• **What to work on**: Please repeat, without alteration, the line containing "try to find the pile" and every line that follows it to the end of the entries below, and only those lines.

• **Dataset content**:

================================

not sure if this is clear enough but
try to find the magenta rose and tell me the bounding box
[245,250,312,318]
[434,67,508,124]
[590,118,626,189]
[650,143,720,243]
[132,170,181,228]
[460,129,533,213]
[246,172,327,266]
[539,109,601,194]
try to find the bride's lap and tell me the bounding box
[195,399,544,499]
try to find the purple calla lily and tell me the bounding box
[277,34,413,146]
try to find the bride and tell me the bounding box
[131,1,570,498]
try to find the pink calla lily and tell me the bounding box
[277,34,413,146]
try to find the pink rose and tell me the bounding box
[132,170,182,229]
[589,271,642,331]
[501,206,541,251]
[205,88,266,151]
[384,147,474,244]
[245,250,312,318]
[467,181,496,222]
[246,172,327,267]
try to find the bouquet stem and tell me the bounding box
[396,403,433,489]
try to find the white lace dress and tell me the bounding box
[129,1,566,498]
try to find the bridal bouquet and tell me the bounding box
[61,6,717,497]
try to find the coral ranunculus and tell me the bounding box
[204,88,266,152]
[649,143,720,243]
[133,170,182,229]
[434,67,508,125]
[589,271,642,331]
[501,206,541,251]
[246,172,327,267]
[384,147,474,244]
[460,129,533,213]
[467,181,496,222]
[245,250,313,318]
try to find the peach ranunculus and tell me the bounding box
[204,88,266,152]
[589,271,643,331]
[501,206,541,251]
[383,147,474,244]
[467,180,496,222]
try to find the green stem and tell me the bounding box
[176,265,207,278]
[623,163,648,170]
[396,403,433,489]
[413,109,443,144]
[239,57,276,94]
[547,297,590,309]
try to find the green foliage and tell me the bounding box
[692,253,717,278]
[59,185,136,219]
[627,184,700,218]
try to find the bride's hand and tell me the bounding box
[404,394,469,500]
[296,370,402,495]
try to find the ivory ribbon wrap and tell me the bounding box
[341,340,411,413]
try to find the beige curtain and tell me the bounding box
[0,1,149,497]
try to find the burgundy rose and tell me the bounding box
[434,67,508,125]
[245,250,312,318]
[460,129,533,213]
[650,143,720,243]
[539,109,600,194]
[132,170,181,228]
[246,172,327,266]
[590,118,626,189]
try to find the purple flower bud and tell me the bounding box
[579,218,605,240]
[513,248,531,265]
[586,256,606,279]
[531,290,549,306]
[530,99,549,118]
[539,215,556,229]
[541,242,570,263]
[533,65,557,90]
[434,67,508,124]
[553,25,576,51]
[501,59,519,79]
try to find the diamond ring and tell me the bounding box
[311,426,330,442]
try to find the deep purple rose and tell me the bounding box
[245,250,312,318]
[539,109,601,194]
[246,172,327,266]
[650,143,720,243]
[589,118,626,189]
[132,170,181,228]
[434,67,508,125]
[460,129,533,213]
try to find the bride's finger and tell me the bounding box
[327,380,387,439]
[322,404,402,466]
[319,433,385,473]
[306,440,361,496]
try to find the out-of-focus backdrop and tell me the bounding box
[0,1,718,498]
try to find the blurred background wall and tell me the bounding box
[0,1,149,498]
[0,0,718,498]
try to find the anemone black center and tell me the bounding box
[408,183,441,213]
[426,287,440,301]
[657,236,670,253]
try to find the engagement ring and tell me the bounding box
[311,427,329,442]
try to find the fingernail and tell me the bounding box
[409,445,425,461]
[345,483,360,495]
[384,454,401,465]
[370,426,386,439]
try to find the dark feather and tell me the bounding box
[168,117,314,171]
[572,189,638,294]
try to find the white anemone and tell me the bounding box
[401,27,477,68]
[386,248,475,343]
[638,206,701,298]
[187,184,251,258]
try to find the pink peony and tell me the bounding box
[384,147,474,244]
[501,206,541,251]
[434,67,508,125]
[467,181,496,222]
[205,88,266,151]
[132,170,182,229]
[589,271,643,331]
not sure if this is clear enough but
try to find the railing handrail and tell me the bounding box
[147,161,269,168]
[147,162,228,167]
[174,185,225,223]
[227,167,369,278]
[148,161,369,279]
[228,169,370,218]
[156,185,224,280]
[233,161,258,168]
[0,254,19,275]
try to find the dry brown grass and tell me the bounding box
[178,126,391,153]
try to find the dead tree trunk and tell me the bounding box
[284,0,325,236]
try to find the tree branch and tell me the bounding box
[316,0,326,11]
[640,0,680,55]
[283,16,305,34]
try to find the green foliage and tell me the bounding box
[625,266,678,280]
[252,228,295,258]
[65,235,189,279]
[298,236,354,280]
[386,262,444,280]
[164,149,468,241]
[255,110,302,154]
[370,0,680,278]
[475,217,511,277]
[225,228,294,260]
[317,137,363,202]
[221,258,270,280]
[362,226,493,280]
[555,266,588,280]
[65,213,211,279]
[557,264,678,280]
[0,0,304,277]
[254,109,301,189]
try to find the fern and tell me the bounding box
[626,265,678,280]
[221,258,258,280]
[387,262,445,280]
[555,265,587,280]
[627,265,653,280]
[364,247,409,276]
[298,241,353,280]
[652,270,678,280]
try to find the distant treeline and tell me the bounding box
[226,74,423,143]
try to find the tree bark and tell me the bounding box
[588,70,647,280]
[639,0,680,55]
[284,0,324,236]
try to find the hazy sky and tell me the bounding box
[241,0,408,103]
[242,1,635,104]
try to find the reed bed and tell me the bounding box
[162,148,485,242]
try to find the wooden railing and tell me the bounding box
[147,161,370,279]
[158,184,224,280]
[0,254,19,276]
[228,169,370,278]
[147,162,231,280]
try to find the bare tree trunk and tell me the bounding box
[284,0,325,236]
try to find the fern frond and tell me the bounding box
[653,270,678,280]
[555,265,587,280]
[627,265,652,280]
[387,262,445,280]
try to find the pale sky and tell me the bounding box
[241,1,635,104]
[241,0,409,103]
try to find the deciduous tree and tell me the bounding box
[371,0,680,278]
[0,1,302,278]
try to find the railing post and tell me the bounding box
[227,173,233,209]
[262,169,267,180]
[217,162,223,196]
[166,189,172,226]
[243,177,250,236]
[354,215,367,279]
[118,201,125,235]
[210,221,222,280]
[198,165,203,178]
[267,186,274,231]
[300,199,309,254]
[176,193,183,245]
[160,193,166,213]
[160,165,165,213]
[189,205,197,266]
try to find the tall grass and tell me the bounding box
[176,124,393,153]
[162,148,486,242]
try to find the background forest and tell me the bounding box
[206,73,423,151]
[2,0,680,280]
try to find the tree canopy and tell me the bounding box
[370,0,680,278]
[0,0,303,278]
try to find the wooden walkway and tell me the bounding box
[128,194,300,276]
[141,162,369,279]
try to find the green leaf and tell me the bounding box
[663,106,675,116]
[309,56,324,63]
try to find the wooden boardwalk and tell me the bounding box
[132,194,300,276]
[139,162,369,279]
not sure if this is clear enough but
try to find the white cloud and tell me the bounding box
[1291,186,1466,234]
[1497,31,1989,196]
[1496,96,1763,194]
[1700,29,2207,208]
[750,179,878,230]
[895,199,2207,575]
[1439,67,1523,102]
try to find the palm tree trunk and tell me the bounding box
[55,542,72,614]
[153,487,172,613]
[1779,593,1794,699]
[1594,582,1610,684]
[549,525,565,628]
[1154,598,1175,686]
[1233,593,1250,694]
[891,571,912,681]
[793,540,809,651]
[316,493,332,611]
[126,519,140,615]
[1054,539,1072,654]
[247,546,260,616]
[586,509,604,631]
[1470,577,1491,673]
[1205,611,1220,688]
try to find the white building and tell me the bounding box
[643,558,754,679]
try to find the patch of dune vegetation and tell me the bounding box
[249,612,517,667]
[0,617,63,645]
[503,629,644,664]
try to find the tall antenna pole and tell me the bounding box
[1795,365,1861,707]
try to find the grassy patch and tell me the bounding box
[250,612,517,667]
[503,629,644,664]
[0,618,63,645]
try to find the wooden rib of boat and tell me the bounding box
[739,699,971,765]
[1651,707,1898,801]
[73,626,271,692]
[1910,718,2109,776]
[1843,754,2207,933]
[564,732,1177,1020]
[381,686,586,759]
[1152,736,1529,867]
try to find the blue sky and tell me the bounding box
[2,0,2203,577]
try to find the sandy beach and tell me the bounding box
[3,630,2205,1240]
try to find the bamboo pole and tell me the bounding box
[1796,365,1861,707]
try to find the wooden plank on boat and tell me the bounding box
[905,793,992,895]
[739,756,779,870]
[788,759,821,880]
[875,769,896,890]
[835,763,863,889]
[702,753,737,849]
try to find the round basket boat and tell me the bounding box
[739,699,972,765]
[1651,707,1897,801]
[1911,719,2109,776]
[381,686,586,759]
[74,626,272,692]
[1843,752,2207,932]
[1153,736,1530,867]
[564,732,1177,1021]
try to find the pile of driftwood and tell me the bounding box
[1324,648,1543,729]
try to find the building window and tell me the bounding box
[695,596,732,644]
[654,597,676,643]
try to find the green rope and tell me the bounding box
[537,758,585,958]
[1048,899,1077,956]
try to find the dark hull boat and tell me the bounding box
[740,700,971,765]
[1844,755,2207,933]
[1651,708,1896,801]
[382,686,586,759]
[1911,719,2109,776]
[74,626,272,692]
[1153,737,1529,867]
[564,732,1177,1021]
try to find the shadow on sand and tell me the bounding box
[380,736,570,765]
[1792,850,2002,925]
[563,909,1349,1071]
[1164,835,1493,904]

================================

• **Answer box**:
try to find the pile of driftwood and tell me the bounding box
[1324,648,1543,729]
try to find the building window and tell me the bounding box
[695,596,732,644]
[654,597,676,643]
try to find the green rope and tell me the bounding box
[537,758,585,958]
[1048,899,1077,956]
try to find the dark hull boat and tell me the bounding box
[740,700,971,765]
[1844,755,2207,933]
[1651,708,1896,801]
[382,686,586,759]
[1911,719,2109,776]
[74,626,272,692]
[1153,737,1529,867]
[564,732,1177,1021]
try to find the shadow on sand and tell me the bounding box
[380,736,570,765]
[1792,850,2002,925]
[563,909,1349,1071]
[1164,835,1493,904]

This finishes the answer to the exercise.